* EXTRACTED DATA
==================================================
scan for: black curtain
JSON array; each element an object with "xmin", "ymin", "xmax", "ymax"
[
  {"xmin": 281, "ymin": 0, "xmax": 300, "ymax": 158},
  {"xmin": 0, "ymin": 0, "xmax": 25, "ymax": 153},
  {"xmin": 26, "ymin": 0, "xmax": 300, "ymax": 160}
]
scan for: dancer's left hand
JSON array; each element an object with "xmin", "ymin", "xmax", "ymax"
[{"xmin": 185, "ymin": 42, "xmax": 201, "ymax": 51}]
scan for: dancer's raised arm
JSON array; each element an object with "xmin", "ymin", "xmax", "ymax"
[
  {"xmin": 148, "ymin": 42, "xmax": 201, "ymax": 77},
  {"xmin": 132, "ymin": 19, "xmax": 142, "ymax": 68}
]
==================================================
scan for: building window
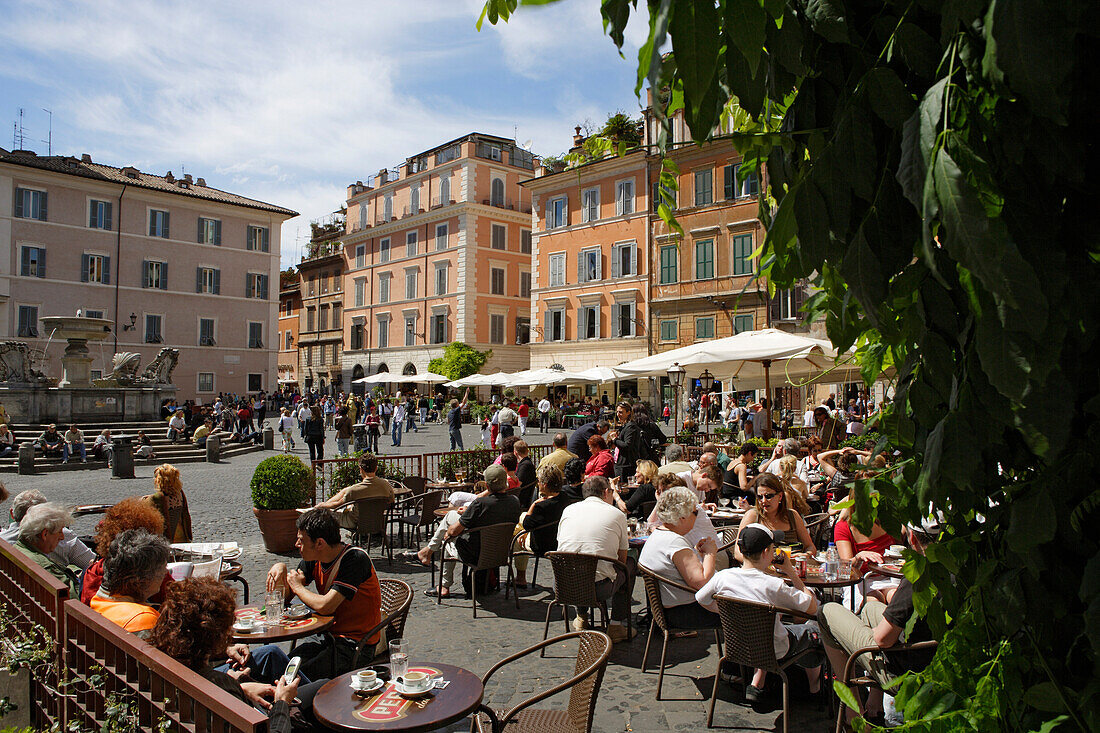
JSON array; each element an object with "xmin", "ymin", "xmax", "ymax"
==================================================
* ASSIGNMENT
Counting the lines above that hold "scan", reply with the number and no other words.

* ANSWER FOR THE TASK
4